-- Study material --
▶

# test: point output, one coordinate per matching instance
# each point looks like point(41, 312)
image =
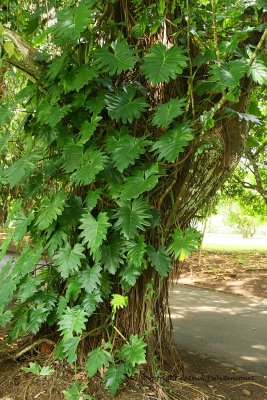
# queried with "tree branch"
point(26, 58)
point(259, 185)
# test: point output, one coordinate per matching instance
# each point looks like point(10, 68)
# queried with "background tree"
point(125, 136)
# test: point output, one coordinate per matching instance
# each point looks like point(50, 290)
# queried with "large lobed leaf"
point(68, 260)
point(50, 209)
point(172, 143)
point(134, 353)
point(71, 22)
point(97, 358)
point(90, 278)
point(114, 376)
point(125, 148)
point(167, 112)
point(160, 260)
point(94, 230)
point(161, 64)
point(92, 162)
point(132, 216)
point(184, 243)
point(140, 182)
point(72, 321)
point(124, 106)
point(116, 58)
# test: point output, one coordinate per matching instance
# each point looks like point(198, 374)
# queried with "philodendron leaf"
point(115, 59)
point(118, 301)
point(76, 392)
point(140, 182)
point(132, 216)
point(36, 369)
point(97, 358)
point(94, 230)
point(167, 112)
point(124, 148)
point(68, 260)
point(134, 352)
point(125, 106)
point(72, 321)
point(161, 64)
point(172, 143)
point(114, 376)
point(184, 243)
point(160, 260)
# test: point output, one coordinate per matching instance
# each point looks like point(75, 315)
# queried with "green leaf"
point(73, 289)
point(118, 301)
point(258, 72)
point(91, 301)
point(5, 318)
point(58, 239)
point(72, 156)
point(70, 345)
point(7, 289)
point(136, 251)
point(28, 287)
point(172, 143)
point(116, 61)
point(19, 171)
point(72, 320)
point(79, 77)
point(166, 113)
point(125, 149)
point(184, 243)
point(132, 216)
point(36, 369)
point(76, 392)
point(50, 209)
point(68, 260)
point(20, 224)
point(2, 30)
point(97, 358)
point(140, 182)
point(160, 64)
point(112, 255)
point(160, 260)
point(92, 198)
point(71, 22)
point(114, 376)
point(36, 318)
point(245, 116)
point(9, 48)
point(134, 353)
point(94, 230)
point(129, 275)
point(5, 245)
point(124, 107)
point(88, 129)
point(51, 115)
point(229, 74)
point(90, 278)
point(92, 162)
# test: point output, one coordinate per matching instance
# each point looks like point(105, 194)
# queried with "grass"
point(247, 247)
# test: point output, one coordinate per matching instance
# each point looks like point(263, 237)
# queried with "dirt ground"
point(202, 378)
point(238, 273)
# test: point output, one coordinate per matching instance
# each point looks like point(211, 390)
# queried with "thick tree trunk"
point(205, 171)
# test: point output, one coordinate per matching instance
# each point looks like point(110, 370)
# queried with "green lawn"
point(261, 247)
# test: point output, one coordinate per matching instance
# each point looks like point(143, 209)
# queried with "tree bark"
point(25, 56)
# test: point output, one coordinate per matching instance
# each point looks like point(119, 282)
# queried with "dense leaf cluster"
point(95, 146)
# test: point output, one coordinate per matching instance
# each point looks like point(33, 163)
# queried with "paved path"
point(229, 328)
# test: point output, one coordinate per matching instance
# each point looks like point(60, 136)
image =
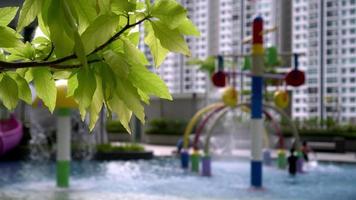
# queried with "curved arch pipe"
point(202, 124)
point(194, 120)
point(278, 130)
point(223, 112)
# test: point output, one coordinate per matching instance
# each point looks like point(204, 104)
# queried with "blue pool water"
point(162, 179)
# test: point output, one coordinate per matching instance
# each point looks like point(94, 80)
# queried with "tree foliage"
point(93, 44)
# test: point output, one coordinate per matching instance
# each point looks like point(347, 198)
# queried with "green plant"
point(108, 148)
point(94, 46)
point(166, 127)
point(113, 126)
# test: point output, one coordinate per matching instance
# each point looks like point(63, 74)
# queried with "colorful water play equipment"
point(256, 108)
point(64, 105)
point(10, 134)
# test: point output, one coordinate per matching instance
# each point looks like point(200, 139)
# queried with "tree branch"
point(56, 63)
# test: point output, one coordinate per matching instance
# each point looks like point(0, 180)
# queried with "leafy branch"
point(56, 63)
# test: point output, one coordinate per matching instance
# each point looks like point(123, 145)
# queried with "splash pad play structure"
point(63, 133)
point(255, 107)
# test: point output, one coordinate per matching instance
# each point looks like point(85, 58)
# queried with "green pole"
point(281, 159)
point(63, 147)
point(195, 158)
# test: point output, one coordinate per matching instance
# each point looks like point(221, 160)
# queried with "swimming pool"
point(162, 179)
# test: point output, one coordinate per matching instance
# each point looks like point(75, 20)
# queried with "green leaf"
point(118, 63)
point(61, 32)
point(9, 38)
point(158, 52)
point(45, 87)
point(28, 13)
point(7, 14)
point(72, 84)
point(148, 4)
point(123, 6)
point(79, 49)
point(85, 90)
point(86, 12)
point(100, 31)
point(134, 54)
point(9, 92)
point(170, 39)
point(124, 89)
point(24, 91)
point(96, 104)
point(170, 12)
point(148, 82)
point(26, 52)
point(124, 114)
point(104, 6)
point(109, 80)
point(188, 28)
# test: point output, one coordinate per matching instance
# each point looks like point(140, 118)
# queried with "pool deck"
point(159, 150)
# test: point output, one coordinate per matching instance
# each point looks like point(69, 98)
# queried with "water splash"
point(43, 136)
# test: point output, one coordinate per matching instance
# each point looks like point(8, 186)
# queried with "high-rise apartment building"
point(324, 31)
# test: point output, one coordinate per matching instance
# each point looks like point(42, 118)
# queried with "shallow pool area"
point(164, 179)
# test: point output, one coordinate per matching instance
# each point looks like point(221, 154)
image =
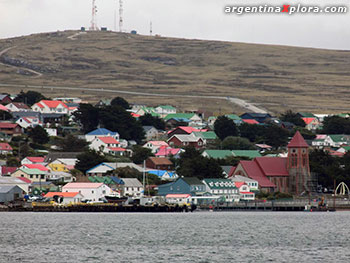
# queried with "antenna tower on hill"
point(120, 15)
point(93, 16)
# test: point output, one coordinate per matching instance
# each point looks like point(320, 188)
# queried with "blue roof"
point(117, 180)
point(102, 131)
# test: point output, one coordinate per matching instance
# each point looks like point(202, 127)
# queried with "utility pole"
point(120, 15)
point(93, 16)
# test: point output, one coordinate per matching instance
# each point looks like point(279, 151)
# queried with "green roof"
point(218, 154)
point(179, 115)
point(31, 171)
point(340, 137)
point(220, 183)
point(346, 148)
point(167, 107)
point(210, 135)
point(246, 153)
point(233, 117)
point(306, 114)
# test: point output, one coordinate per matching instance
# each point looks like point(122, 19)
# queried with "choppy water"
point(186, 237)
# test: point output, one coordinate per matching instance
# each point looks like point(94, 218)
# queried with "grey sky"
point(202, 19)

◀

-- Problem to solve --
Give the entries again exactly, but skip every image.

-- Solution below --
# test: point output, one coordinate per matching instance
# each point looks like point(41, 312)
image =
# queried with "tree branch"
point(26, 58)
point(259, 185)
# test: point output, one coordinate per matching instance
# each point looks like point(10, 68)
# queried with "background tree"
point(125, 136)
# test: point output, one coordinate per matching instance
# each point looks like point(50, 290)
# queried with "large lobed leaf"
point(68, 260)
point(50, 209)
point(172, 143)
point(134, 353)
point(71, 22)
point(97, 358)
point(90, 278)
point(114, 376)
point(125, 148)
point(167, 112)
point(160, 260)
point(94, 230)
point(161, 64)
point(92, 162)
point(132, 216)
point(184, 243)
point(140, 182)
point(72, 321)
point(124, 106)
point(116, 58)
# test: point output, one coordinate per matching instance
# each point looks like point(198, 374)
# queried with "philodendron leaf"
point(115, 59)
point(118, 301)
point(76, 392)
point(140, 182)
point(132, 216)
point(36, 369)
point(97, 358)
point(94, 230)
point(167, 112)
point(124, 148)
point(68, 260)
point(134, 352)
point(125, 106)
point(72, 321)
point(161, 64)
point(172, 143)
point(114, 376)
point(184, 243)
point(160, 260)
# test: point output, one coordinate per matching instance
# each point looks like point(75, 315)
# queried with "green leaf"
point(73, 289)
point(118, 301)
point(258, 72)
point(91, 301)
point(5, 318)
point(58, 239)
point(72, 156)
point(70, 345)
point(7, 289)
point(136, 251)
point(28, 287)
point(172, 143)
point(116, 61)
point(19, 171)
point(72, 320)
point(79, 77)
point(166, 113)
point(125, 149)
point(184, 243)
point(132, 216)
point(36, 369)
point(76, 392)
point(50, 209)
point(68, 260)
point(20, 224)
point(2, 30)
point(97, 358)
point(140, 182)
point(160, 64)
point(112, 255)
point(160, 260)
point(92, 198)
point(71, 22)
point(114, 376)
point(36, 318)
point(245, 116)
point(9, 48)
point(134, 353)
point(94, 230)
point(129, 275)
point(5, 245)
point(124, 107)
point(88, 129)
point(51, 115)
point(229, 74)
point(90, 278)
point(92, 162)
# test: point output, one coordinate per matching instance
# each point looks like point(105, 194)
# queried with "grass"
point(247, 247)
# test: point output, one coordinate per matching instance
# each point looks like point(263, 237)
# queried with "dirt ground"
point(202, 378)
point(238, 273)
# test: point output, one coordinate per matching instance
# each point looks like point(211, 390)
# queried with "thick tree trunk"
point(205, 171)
# test: point output, one coordinate per matching instance
# each point looks like point(110, 370)
# queried with "green lawn"
point(261, 247)
# test: point output, one coordinate per matching instance
# each point looks like point(143, 209)
# queried with "tree bark"
point(25, 56)
# test: point output, one coordinate per matching instance
# each point looks like point(119, 282)
# queried with "dense leaf cluster"
point(95, 146)
# test: point output, one coordinate per matching instance
# each point looks like point(33, 163)
# queried with "paved path"
point(229, 328)
# test: point output, one coordinate per matching instance
# each point looks like point(60, 136)
image =
# queried with "curved arch pipe"
point(202, 124)
point(194, 120)
point(278, 130)
point(223, 112)
# test: point output, one coordinate per matching instance
# each point looks like point(204, 104)
# queried with "blue pool water"
point(162, 179)
# test: point output, one coordinate per matching instance
# each point looks like point(94, 80)
# queried with "tree foliage"
point(93, 44)
# test: point output, one coordinate per matching instance
# each point looks like point(347, 198)
# queried with "green plant"
point(108, 148)
point(94, 46)
point(166, 127)
point(113, 126)
# test: point output, one coordinate per matching instance
# each point looks like point(63, 74)
# queried with "colorful water play equipment"
point(256, 108)
point(64, 105)
point(10, 134)
# test: point output, one coordinate per matching instance
# each point looks like point(200, 139)
# queried with "tree branch"
point(56, 63)
# test: point output, one coordinate per matching instance
# each point looks like point(0, 180)
# queried with "leafy branch"
point(56, 63)
# test: point output, one coordinate per matching instance
# each point looks like point(123, 145)
# queried with "splash pad play structure"
point(63, 133)
point(255, 107)
# test: point output, one coordinate per matching instance
# each point looks like point(85, 58)
# queried with "green pole"
point(281, 159)
point(63, 147)
point(195, 158)
# test: point output, one coordinate per matching instance
# each point looks like point(221, 160)
# queried with "swimming pool"
point(162, 179)
# test: point output, one coordinate per matching instance
# each point looks like point(75, 20)
# queried with "green leaf"
point(118, 63)
point(61, 32)
point(9, 38)
point(158, 52)
point(45, 87)
point(28, 13)
point(7, 14)
point(72, 84)
point(148, 4)
point(123, 6)
point(79, 49)
point(85, 90)
point(86, 12)
point(100, 31)
point(134, 54)
point(9, 92)
point(170, 39)
point(124, 89)
point(24, 91)
point(96, 104)
point(170, 12)
point(148, 82)
point(26, 52)
point(124, 114)
point(104, 6)
point(109, 80)
point(188, 28)
# test: point output, one coordinate per matching instance
# each point looks like point(140, 118)
# queried with "pool deck"
point(159, 150)
# test: point output, one coordinate per matching instance
# each point looks like point(69, 98)
# queried with "water splash"
point(43, 136)
# test: point output, one coordinate per matching instance
# each point looks like point(8, 186)
# queried with "high-rise apartment building"
point(324, 31)
# test: point output, one coordinate per matching instance
# each point looks like point(42, 118)
# queried with "shallow pool area"
point(164, 179)
# test: point output, one coordinate per matching instance
# each point looks like point(221, 154)
image =
# queried with "antenna tower on hill"
point(120, 15)
point(93, 16)
# test: point output, one coordinate per matching instance
# each point looks like point(320, 188)
# queried with "blue roof"
point(117, 180)
point(102, 131)
# test: point output, one coordinate per matching instance
# each point looks like point(202, 127)
# queried with "utility pole"
point(120, 15)
point(93, 16)
# test: point output, one coordinate per matching instance
# each point looks like point(279, 151)
# queried with "green roof"
point(218, 154)
point(179, 115)
point(31, 171)
point(340, 137)
point(220, 183)
point(346, 148)
point(167, 107)
point(210, 135)
point(246, 153)
point(233, 117)
point(306, 114)
# test: point output, one coordinate per matching instance
# each point looks like point(122, 19)
# queried with "choppy water"
point(186, 237)
# test: point output, one coordinate per matching instance
# each point looks like point(94, 218)
# queried with "grey sky"
point(202, 19)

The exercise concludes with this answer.